(What this exercise asks)
**a)** Can you reproduce, word for word, the stretch of the podcast post from "Small Beer Podcast" through "trials . . ."?
**b)** Which lines of the records contain the string "body", with case counting? Report each such line in full.

(Text shown)
□ □ □ □ □ □ □

Small Beer Podcast 15: Lydia Millet’s The Shimmers in the Night

The Shimmers in The Night cover - click to view full size

These podcasts are special little moments that pop up in my life, but even when I’m not “on mic” I’m reading to an audience. Every day for almost a decade, I’ve sat with my children and read. Yes, we have a TV. Yes, we have broadband access. But every day we sit together and read novels: novels for kids. That adds up to quite a lot of books.

We read the first book in Lydia Millet’s Dissenters series, The Fires Beneath the Sea, last year, and its sequel, The Shimmers in the Night, earlier this fall. In between, we’ve read quite a number of other books, some of which are just amazing and some of which only part of my tribe actually enjoyed. Hint: it was not the reader. Parenthood has its trials . . .

□ □ □ □ □ □ □

(Point labels for objects)
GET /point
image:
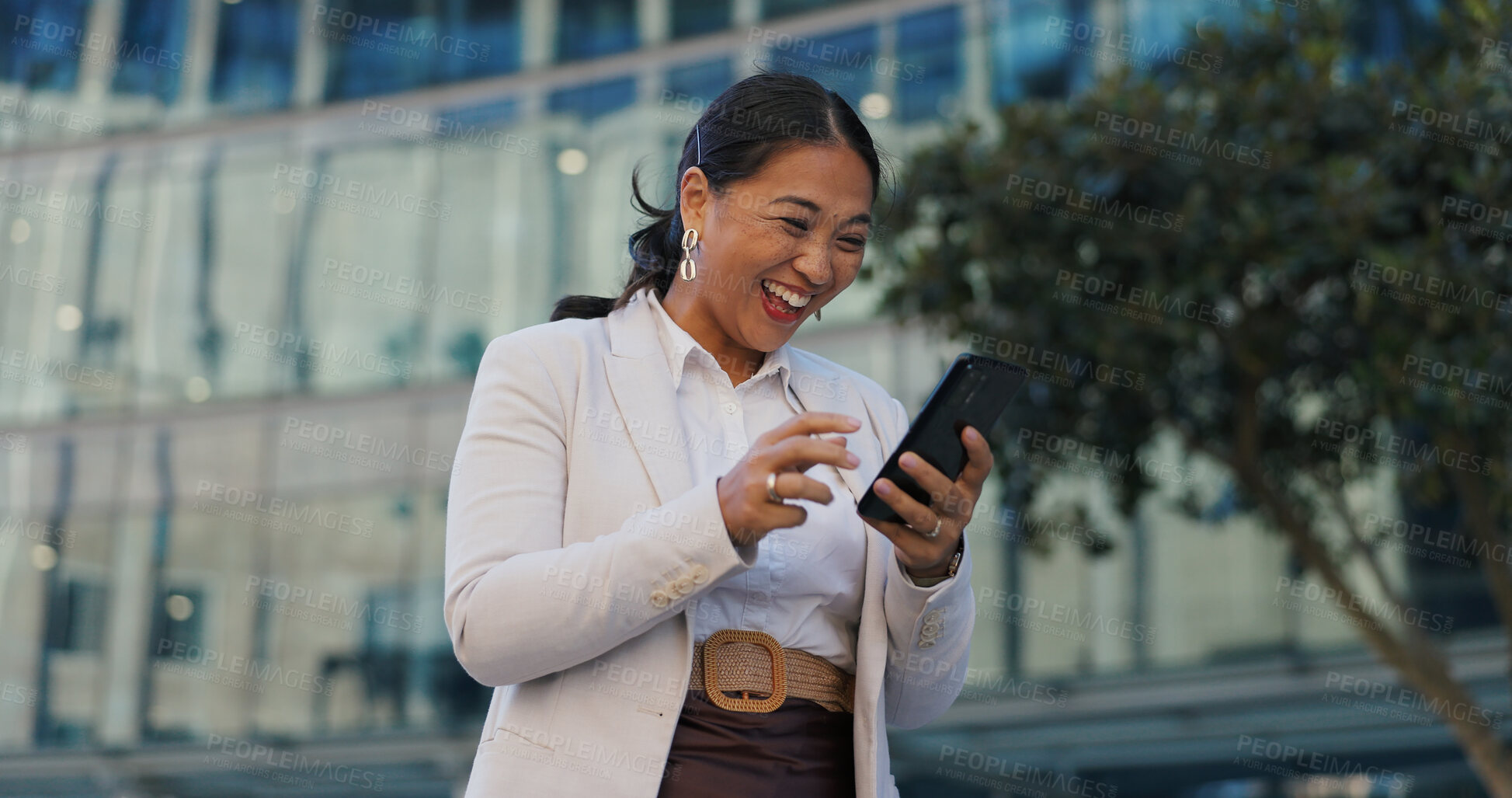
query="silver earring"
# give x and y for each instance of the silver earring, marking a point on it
(688, 268)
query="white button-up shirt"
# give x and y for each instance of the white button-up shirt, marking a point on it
(806, 585)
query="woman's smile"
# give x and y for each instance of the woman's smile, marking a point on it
(782, 303)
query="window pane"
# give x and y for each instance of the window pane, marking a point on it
(377, 47)
(929, 62)
(255, 54)
(595, 28)
(595, 99)
(694, 17)
(44, 44)
(150, 51)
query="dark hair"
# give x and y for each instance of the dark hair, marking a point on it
(739, 132)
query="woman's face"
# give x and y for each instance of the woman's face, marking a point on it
(800, 221)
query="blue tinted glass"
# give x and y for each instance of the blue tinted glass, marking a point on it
(694, 17)
(595, 99)
(595, 28)
(255, 54)
(699, 84)
(377, 47)
(780, 8)
(44, 43)
(1030, 54)
(150, 54)
(929, 61)
(483, 38)
(844, 62)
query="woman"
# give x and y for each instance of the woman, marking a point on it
(643, 474)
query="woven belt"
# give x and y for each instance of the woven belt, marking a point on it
(747, 662)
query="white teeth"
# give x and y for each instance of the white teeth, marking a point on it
(798, 300)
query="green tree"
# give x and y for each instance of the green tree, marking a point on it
(1309, 266)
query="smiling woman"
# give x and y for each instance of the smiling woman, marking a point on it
(694, 606)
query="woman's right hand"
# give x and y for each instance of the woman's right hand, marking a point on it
(788, 451)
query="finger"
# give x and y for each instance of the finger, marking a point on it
(809, 423)
(929, 477)
(806, 465)
(908, 507)
(803, 453)
(978, 461)
(793, 485)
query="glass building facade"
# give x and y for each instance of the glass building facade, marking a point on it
(255, 252)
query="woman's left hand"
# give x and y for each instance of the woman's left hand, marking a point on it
(950, 504)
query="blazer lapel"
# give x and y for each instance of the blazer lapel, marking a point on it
(641, 385)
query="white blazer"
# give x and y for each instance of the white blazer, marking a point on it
(572, 502)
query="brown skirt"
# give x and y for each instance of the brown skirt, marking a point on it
(800, 750)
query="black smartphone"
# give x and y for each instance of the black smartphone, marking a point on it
(972, 392)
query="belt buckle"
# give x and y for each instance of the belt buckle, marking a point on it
(779, 671)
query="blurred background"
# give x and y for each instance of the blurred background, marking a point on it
(252, 253)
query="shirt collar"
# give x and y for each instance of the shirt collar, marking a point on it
(678, 346)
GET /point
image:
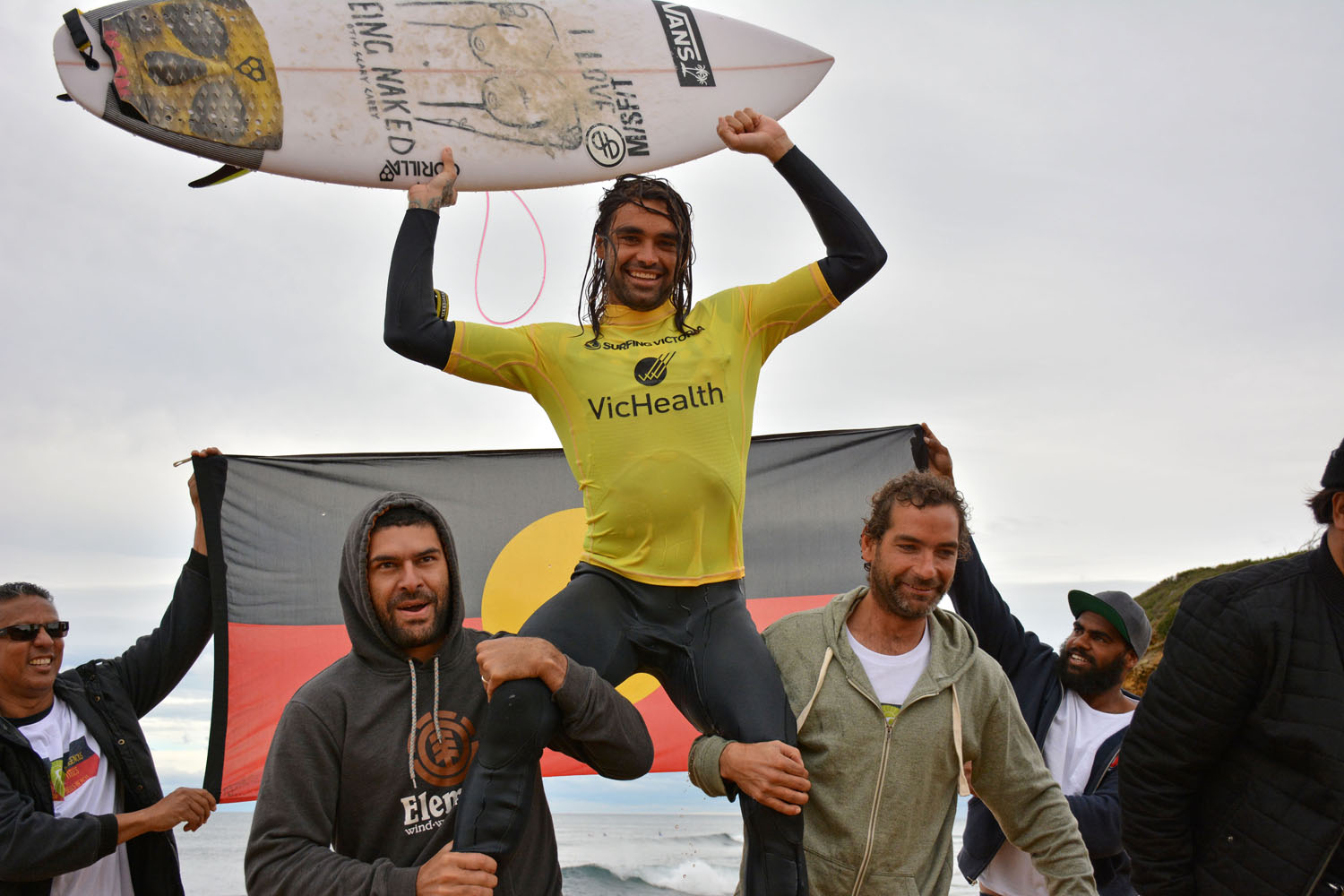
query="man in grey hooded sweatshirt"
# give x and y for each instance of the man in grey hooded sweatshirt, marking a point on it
(359, 798)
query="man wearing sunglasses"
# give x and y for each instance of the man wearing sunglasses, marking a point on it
(81, 809)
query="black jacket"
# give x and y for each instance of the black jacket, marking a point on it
(1031, 669)
(1234, 769)
(109, 696)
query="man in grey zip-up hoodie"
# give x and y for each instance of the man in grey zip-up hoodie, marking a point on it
(894, 702)
(367, 762)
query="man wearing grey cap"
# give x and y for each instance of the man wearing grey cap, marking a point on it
(1234, 767)
(1075, 708)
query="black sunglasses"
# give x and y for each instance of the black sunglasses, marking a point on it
(29, 630)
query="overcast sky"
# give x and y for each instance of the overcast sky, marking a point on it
(1116, 252)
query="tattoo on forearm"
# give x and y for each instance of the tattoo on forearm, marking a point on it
(432, 203)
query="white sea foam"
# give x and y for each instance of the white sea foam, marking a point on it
(601, 855)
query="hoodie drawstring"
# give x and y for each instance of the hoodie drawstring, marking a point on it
(962, 782)
(822, 676)
(410, 742)
(438, 732)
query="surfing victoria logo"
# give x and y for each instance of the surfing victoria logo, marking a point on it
(693, 65)
(650, 371)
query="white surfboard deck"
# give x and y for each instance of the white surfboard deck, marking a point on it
(527, 94)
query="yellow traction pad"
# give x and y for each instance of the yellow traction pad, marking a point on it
(199, 69)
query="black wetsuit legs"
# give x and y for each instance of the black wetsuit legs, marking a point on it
(702, 645)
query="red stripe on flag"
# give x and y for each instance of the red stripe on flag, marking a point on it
(268, 664)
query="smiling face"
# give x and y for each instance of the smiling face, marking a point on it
(27, 668)
(914, 559)
(1094, 657)
(640, 254)
(409, 584)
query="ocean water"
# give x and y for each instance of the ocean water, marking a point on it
(601, 855)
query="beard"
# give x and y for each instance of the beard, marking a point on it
(1090, 681)
(418, 635)
(892, 598)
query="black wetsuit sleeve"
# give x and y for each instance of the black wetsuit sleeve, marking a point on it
(410, 325)
(854, 253)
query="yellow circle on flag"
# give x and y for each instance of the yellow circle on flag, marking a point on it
(531, 568)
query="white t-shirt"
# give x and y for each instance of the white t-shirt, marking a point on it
(81, 782)
(892, 676)
(1070, 750)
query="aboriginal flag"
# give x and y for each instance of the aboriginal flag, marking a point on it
(276, 525)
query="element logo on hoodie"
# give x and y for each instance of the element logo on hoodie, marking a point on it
(443, 763)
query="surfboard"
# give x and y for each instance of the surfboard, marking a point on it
(368, 91)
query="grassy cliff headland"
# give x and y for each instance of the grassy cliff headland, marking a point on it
(1160, 603)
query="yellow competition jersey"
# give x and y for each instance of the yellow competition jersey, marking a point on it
(655, 424)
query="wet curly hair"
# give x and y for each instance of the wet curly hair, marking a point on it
(637, 190)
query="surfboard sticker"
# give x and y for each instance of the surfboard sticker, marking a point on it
(199, 69)
(527, 94)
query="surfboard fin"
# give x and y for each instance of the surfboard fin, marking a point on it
(226, 172)
(81, 38)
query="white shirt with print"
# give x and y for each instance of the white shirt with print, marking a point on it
(81, 782)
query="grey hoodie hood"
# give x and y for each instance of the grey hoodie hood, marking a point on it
(371, 643)
(366, 633)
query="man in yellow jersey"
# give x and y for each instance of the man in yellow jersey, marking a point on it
(652, 401)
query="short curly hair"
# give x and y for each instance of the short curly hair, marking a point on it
(11, 590)
(919, 489)
(1322, 505)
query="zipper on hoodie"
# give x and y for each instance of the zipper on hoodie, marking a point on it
(882, 778)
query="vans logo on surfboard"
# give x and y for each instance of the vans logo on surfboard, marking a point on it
(693, 65)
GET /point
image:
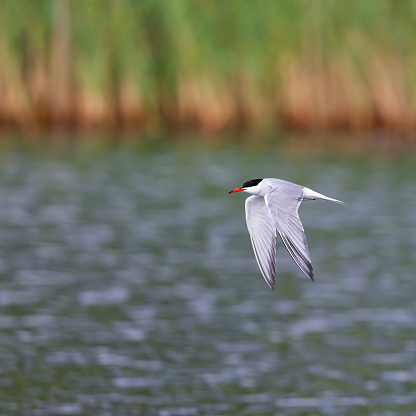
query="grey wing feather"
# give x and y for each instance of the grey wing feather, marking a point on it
(283, 204)
(263, 237)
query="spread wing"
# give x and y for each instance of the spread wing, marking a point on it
(263, 237)
(283, 204)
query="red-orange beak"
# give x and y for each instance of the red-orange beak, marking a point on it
(237, 190)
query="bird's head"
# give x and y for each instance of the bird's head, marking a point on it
(251, 186)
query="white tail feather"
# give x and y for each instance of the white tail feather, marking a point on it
(310, 194)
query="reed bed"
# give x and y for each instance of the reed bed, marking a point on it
(212, 66)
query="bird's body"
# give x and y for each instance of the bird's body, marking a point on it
(274, 205)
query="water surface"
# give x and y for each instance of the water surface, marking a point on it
(129, 286)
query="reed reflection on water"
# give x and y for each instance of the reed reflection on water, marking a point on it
(129, 286)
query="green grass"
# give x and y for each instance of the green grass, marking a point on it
(209, 65)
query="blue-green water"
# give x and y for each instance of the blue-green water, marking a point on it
(129, 287)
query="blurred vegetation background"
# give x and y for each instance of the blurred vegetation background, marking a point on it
(209, 65)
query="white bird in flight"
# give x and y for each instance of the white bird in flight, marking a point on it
(274, 205)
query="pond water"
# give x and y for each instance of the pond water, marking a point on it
(128, 286)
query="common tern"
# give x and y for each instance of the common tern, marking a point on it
(274, 205)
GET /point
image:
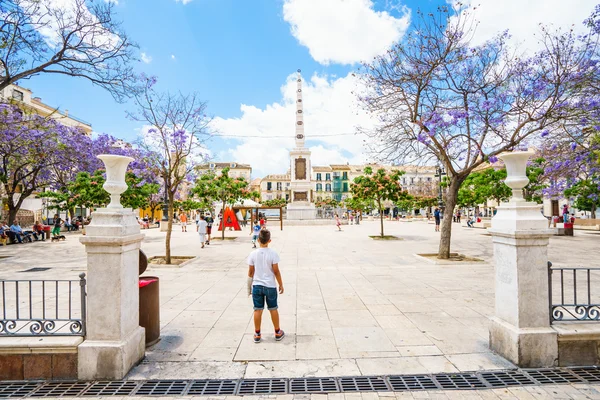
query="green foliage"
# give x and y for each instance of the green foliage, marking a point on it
(86, 191)
(378, 187)
(481, 186)
(586, 193)
(274, 203)
(210, 187)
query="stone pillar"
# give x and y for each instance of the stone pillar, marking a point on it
(520, 330)
(114, 341)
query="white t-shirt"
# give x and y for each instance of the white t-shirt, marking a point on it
(201, 226)
(263, 260)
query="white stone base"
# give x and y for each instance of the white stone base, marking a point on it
(103, 359)
(527, 348)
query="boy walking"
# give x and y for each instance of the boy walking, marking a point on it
(263, 278)
(201, 229)
(255, 232)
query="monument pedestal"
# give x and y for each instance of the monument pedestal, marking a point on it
(114, 341)
(520, 331)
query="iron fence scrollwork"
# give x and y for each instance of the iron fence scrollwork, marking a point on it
(570, 293)
(43, 307)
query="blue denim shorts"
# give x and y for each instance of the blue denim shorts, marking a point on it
(260, 293)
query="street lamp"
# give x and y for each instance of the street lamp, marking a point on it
(439, 172)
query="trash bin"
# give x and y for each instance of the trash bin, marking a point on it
(568, 229)
(149, 303)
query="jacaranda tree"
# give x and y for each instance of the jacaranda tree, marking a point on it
(174, 142)
(439, 99)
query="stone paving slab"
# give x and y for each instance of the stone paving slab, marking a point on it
(352, 305)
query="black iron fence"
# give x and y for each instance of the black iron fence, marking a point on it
(43, 307)
(571, 293)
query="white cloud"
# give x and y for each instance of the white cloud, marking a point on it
(329, 109)
(522, 18)
(343, 31)
(146, 58)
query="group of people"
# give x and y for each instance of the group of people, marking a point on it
(16, 234)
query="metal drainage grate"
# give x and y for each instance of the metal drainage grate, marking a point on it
(17, 389)
(459, 381)
(262, 386)
(588, 374)
(313, 385)
(553, 376)
(162, 388)
(60, 389)
(213, 387)
(119, 388)
(222, 387)
(507, 378)
(363, 384)
(36, 269)
(412, 382)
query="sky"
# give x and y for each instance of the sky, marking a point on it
(241, 57)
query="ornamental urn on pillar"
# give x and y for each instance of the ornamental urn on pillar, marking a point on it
(520, 329)
(116, 167)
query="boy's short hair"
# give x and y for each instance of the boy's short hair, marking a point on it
(264, 236)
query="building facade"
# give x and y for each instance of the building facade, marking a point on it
(24, 98)
(236, 170)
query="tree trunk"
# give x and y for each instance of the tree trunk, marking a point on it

□ □ □ □ □ □ □

(Task-by-task answers)
**a)**
Small Beer Podcast 15: Lydia Millet’s The Shimmers in the Night

The Shimmers in The Night cover - click to view full size

These podcasts are special little moments that pop up in my life, but even when I’m not “on mic” I’m reading to an audience. Every day for almost a decade, I’ve sat with my children and read. Yes, we have a TV. Yes, we have broadband access. But every day we sit together and read novels: novels for kids. That adds up to quite a lot of books.

We read the first book in Lydia Millet’s Dissenters series, The Fires Beneath the Sea, last year, and its sequel, The Shimmers in the Night, earlier this fall. In between, we’ve read quite a number of other books, some of which are just amazing and some of which only part of my tribe actually enjoyed. Hint: it was not the reader. Parenthood has its trials . . .

**b)**
query="bird's body"
# give x and y for each instance of the bird's body, marking a point on it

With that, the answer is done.